» AIM OF THE EXERCISE
Answer these questions from the review roundup on "The Life of a Showgirl":
1. Which singer is featured on the album's title track?
2. Which two topics does the Billboard reviewer say the songs focus on?
3. What does the Variety reviewer call the album, since it is too late for a "song of the summer"?

» SELECTED EXCERPT
+ + + + +

Below is roundup of what the critics are saying about Swift’s new album and their reviews. Scroll below to see how “The Life of a Showgirl” is being received.
Rolling Stone
With “Showgirl,” Maya Georgi with Rolling Stone says Taylor Swift “reached a whole new artistic and personal peak.” At the end of this review, Georgi comments on the album’s final song, the title track featuring Sabrina Carpenter.
“It’s almost as if Swift is passing the torch to the next generation of showgirls as she takes a bow. Could it be her final one? Well, no. This showgirl won’t be left for dead; she’s immortal now. ‘We will see you next time,’ Swift promises as an audience cheers. After all, despite the rock on her finger, Swift is married to the hustle — and with an album as good as this one, she might even try to outdo herself, again. That’s just show business for you.”
Billboard
Billboard’s Jason Lipshutz went all in in his review.
“The result is a collection of songs that are immediately engrossing and among the most affecting of Swift’s career, while also focusing on topics like Hamlet and suburban bliss. Call it Bangers for Adults,” he wrote.
“For the countless fans who have grown up alongside Swift, ‘The Life of a Showgirl’ offers a settled, grown-up phase of the love stories that she’s been telling for decades — although the album doesn’t rely on clichés, or go heavy on the cheese.”
Variety
“On ‘The Life of a Showgirl,’ though, love seems easy-fought,” Chris Willman wrote in Variety. “And the belief that it might actually be a breeze, instead of, like, the eye of a hurricane, makes for an album that stands as close to being an uncomplicated good time as anything she’s ever done.”
“It’s too late for Swift to have a ‘song of the summer,’ but this feels like the Album of the Summer — the calendar be damned. It’s giddy, funny, touching, silly, haughty and moving in about equal measure, but most of all, it’s got a sunstruck kind of love that besottedly seeps through the orange LP grooves and might even make you believe in romance again, too,” he added at the end of the review.

+ + + + +

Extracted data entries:
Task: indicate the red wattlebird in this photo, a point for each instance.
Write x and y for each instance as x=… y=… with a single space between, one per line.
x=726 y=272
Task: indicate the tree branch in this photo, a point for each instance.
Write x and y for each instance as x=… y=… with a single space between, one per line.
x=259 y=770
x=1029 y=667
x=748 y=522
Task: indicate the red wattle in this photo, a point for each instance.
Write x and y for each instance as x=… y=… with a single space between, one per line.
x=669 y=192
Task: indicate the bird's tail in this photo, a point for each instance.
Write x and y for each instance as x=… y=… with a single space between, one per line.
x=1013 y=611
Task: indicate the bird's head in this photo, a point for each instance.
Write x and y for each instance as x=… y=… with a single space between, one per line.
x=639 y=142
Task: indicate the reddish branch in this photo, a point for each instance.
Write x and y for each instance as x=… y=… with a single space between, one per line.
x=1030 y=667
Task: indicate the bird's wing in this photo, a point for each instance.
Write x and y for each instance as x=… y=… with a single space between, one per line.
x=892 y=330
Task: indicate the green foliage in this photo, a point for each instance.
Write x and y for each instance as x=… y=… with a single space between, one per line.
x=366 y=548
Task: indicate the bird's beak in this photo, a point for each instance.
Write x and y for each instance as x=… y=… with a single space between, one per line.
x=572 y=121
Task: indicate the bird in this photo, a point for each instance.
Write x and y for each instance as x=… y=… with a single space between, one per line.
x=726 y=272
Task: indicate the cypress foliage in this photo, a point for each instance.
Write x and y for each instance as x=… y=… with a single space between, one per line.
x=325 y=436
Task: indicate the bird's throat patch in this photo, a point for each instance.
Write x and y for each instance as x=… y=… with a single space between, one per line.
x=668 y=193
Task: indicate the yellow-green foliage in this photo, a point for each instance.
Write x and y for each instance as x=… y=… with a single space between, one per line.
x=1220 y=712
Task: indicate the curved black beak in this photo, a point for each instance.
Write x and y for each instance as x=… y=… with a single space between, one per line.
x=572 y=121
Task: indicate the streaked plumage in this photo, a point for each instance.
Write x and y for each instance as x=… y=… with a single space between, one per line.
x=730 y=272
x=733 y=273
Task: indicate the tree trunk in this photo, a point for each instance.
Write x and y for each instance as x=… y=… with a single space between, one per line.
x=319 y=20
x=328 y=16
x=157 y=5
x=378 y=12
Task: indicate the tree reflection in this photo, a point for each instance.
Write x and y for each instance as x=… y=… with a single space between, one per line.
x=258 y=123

+ + + + +

» SOLUTION FOR THIS TASK
1. Sabrina Carpenter
2. Hamlet and suburban bliss
3. The Album of the Summer